In the opinion piece on Britain and Europe below, which German battlecruiser took huge punishment at Jutland yet made it back to port?

| Selected extract |
------------------------------------------------

Whereas the British and French have both, for their own reasons, accepted the need for an EU with their own versions of bad grace, the Dutch (and most others, including Germany) have embraced the concept of opportunity. With ongoing delusions of global grandeur, the Entente Cordial of 100 years ago share a hankering for their glory days and ambition to ‘punch above their weight’. But, whereas France—after a couple of sharp lessons from the Wehrmacht—have accepted a humbler, less global role, the UK has not; some 50 years on it still hasn’t learned lessons from the Suez débâcle and is still first to rattle its sabre (that is, once Uncle Sam has sanctioned it by furrowing his brow).
The pathologically incorrigible ego of the French is, unfortunately, what most Brits know of Europe and much of our unsatisfying experience in the EU can be diagnosed as a form of macho chest-butting between those two ex-empires. But while British cuisine has moved on from the disaster area it once was and squadrons of pieds-á-terre Anglais colonise the Dordogne, real mutual understanding remains in short supply.
How much worse then with the rest of the Continent? There may never be much meeting of minds with the Mediterranean profligates (although Portugal is an old, old friend with much in common and would repay any subtlety and discrimination in British attitudes.
The tragedy of all this is that the greatest misunderstanding—deriving from almost total ignorance and willful isolation—is with the Middle European and Scandinavian blocs with whom the British ought to find the most in common. Plenty of Brits have had a stag or hen in Amsterdam but find me any who have visited the Rembrandt Museum in Antwerp. The glories of Vienna and Prague are only now being discovered, thanks to Easyjet—and the fact that the locals speak English.
But the bulk of the area is unknown and opinions formed on the basis that they lost the war and have been in penance ever since. This is absurd. Germany dwarfs all others in the EU in both size and economy. But a Rhine boat trip from Bingen to Bonn floated on a couple of glasses of Piesporter is like elastoplast to cure a brain haemorrhage. That we Brits can’t manage alstublieft in Amsterdam is poor but understandable. That we don’t understand Wirtschaftswunder on any level shows our cultural credentials as threadbare.
A century ago, Britain was a manufacturing colossus. WWI tested the best the British could do against the best the Germans could do and we were found wanting. At Jutland, three RN battlecruisers blew up, whereas a German equivalent (Derfflinger) took huge punishment yet made it back to port. A century later, we are still puzzling why the ghost of British Leyland haunts our exports and why German engineering is legendary and leads their exports.
It is senseless to withdraw from the EU like some petulant child who can’t get his way. Our cultural, linguistic and Victorian-era attitudes that drive that are a ball and chain that will hobble ambition for any economic virility until we realise we need the world more than they need us. We speak English; that gives us an ‘in’ to all of prosperous Scandinavia and the Low Countries, not to mention Germany. But we must train engineers the way they do: in schools and technical colleges that have as much status as our much-favoured doctors and lawyers. Fastidious accuracy is not a joke but a credo that builds products and markets. Investment in infrastructure like transport systems follows boundary-crossing plans that work and are not just an opportunity for large contractors to get their snouts in.
Britain may not be as sick as the cardiac arrest that was the 1970’s. But its low-wage, services-driven, unequal society is no way to compete in a 21st century world, still less to address and defeat a £1.5tn debt hole dug from a decade of living beyond our means.

------------------------------------------------

| Input data |
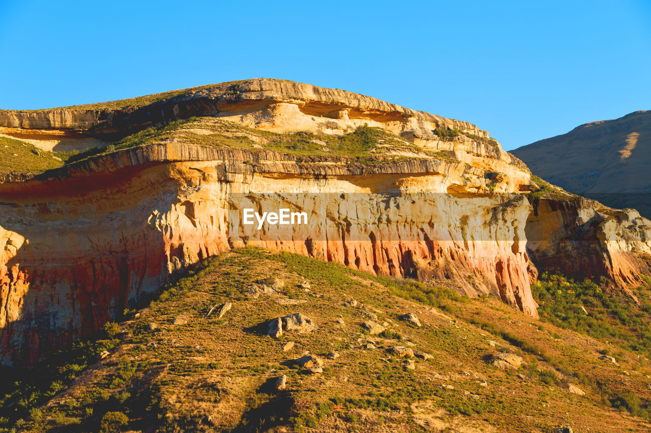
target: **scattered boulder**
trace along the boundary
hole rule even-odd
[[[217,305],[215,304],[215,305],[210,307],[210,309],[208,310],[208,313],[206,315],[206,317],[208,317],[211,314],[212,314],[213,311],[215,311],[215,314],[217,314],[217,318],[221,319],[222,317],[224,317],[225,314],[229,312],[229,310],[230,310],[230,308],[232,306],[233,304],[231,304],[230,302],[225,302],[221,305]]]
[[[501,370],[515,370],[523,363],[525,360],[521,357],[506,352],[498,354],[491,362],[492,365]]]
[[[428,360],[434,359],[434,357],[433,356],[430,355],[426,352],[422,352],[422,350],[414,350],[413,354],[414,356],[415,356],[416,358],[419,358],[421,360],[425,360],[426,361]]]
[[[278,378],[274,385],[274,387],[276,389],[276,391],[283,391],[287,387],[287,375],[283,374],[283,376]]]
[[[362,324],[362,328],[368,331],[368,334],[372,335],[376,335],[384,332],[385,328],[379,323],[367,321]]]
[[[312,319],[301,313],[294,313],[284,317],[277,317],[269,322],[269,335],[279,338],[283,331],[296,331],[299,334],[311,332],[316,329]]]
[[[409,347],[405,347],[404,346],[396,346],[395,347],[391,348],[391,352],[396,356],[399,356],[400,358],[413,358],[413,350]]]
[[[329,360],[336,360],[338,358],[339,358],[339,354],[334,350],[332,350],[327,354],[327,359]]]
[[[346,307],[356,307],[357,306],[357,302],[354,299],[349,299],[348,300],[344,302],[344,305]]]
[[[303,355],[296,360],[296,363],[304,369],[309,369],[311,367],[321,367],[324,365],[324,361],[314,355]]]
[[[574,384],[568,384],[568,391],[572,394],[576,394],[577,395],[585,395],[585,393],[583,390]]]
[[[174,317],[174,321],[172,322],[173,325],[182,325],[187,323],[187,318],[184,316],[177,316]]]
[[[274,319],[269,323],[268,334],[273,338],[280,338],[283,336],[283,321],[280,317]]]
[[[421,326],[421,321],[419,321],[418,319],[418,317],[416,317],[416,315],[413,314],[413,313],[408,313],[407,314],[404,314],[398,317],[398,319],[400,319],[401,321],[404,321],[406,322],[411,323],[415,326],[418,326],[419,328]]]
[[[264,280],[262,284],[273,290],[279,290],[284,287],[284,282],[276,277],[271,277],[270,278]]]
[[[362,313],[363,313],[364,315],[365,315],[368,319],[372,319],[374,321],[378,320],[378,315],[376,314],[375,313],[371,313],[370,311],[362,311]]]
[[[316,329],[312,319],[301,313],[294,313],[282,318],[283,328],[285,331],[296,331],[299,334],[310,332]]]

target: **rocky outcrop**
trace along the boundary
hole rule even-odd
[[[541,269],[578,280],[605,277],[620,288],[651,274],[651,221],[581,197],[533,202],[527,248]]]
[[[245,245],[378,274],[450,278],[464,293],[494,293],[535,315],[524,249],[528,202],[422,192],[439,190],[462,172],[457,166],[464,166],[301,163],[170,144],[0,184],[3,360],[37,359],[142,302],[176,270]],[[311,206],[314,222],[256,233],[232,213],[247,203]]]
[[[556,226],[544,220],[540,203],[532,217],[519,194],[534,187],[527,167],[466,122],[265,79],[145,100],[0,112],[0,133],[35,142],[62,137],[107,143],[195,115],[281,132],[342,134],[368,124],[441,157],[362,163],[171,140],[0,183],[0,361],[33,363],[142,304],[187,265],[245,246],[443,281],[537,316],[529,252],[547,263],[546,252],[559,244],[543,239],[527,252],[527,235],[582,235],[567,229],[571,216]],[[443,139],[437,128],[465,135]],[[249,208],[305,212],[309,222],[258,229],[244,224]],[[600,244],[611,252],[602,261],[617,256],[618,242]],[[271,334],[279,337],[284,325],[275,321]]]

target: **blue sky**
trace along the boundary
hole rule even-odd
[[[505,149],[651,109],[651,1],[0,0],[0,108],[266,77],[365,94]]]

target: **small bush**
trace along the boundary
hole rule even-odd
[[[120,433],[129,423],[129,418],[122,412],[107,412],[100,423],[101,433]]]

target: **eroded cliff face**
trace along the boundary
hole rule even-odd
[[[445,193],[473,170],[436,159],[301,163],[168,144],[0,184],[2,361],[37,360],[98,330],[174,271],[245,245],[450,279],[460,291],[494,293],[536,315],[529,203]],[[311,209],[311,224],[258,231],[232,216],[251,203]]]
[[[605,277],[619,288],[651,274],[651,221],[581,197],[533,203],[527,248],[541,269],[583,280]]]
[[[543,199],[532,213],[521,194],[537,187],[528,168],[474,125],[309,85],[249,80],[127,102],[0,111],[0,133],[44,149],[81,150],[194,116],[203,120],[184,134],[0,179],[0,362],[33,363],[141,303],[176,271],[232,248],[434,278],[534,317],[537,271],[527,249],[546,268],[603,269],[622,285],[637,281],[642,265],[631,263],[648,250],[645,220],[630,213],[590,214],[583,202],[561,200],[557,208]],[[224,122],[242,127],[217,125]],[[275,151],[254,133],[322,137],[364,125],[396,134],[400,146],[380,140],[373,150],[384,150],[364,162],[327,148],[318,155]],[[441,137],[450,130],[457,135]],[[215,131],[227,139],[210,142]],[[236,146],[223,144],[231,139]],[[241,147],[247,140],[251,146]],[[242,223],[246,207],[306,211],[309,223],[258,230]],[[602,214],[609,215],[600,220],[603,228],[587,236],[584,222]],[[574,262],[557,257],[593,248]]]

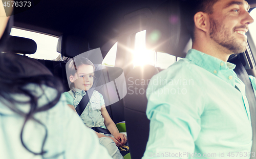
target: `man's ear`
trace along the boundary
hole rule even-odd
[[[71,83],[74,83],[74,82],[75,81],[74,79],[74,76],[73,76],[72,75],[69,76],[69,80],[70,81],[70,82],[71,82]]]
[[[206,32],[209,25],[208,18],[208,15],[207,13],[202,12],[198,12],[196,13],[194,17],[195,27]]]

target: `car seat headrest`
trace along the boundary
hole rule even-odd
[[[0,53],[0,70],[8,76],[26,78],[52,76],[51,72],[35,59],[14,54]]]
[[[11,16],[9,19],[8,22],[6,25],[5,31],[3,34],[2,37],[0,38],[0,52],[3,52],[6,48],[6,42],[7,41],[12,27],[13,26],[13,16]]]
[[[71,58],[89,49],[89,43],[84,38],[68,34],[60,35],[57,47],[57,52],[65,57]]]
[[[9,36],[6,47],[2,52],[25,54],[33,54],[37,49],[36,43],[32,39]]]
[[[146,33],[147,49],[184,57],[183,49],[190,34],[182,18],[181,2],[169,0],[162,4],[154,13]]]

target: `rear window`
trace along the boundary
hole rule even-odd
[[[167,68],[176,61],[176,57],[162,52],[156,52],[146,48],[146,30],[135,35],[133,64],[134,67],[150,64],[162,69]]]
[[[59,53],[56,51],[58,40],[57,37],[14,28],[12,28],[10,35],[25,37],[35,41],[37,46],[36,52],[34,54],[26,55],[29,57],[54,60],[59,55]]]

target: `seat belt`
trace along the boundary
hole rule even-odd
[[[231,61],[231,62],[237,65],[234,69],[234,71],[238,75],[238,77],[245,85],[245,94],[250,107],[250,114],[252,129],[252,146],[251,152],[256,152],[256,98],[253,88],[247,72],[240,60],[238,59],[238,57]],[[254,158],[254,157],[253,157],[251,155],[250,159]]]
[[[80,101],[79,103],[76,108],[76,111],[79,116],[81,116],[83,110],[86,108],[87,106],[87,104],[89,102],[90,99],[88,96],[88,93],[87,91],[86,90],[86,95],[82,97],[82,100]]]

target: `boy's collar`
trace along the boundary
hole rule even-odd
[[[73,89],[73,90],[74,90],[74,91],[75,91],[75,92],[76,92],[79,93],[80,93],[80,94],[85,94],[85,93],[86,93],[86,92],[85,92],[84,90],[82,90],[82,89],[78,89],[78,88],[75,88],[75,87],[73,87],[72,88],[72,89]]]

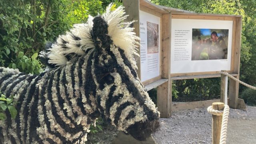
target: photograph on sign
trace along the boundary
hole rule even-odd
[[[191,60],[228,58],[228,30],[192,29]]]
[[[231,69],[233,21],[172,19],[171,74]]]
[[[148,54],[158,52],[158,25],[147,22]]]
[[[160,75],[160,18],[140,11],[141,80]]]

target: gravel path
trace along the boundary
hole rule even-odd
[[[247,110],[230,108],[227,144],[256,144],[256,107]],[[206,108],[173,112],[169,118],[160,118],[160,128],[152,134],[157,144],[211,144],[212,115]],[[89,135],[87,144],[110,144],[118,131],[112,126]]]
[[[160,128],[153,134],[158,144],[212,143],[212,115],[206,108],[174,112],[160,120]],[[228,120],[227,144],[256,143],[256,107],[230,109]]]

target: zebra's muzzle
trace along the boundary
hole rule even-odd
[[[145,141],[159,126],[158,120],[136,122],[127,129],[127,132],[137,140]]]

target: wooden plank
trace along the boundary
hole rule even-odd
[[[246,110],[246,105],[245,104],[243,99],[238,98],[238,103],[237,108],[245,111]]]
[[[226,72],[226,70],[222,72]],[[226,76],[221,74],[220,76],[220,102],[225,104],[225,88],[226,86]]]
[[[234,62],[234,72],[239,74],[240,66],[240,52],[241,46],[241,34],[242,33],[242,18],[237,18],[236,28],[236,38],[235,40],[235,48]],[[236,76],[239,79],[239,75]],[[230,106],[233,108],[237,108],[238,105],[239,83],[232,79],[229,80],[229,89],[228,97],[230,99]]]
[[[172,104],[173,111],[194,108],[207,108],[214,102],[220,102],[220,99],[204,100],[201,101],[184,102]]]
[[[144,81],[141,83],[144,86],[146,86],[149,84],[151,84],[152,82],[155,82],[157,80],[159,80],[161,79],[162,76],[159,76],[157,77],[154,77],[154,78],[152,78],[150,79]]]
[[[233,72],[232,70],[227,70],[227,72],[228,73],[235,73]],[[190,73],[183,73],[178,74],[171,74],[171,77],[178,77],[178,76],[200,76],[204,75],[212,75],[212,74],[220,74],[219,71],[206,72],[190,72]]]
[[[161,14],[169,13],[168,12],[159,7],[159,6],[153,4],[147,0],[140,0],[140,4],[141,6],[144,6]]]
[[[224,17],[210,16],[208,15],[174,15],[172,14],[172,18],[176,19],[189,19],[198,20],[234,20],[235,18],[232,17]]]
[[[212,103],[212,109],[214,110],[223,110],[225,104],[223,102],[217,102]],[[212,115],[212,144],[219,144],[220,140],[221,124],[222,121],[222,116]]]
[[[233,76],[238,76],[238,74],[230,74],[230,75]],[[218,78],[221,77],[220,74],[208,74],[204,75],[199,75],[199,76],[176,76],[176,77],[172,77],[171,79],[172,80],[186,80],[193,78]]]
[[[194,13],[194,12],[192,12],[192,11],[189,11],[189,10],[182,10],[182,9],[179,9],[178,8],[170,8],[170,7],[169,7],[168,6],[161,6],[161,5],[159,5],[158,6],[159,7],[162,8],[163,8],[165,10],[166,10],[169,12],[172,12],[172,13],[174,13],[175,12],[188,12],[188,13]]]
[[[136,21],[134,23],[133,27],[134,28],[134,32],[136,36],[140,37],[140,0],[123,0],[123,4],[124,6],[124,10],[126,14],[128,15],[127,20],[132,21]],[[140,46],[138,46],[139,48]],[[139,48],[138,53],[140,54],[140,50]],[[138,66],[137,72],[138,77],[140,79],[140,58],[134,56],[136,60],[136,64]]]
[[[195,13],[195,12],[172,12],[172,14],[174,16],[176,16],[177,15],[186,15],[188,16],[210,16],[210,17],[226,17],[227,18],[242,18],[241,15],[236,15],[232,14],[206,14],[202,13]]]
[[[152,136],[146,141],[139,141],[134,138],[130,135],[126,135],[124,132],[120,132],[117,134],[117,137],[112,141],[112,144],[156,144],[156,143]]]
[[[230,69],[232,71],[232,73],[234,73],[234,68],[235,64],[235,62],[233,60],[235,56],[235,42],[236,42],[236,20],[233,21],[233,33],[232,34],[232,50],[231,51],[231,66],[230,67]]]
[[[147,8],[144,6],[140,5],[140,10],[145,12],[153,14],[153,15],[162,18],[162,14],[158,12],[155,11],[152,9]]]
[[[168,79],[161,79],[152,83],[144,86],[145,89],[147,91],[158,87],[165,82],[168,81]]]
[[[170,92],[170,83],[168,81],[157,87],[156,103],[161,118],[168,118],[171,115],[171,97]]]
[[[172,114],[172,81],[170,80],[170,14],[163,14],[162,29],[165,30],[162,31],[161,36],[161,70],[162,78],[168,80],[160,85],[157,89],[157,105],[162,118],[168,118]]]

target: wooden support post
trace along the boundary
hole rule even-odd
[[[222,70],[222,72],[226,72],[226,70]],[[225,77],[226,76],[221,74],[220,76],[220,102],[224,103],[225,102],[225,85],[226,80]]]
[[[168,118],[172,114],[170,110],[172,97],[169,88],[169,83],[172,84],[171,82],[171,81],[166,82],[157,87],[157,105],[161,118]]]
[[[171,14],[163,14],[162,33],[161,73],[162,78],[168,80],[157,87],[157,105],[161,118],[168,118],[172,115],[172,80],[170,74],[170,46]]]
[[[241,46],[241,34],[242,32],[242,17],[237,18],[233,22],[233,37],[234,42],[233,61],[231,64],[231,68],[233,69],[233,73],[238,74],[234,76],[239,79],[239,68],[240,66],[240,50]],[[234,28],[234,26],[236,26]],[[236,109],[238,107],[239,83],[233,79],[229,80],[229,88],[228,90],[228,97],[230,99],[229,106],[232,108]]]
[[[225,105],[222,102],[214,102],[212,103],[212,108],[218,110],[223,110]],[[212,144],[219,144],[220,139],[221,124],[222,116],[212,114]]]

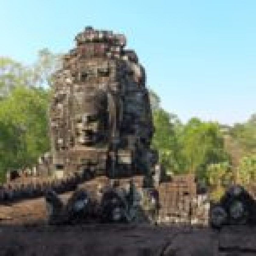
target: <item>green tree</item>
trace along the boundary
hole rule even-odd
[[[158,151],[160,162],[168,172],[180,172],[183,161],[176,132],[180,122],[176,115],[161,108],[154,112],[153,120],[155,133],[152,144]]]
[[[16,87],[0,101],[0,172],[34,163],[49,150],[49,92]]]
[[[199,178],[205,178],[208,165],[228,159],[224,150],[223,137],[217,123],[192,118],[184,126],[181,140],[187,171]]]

------------------------------------------------

| Your solution |
Derfflinger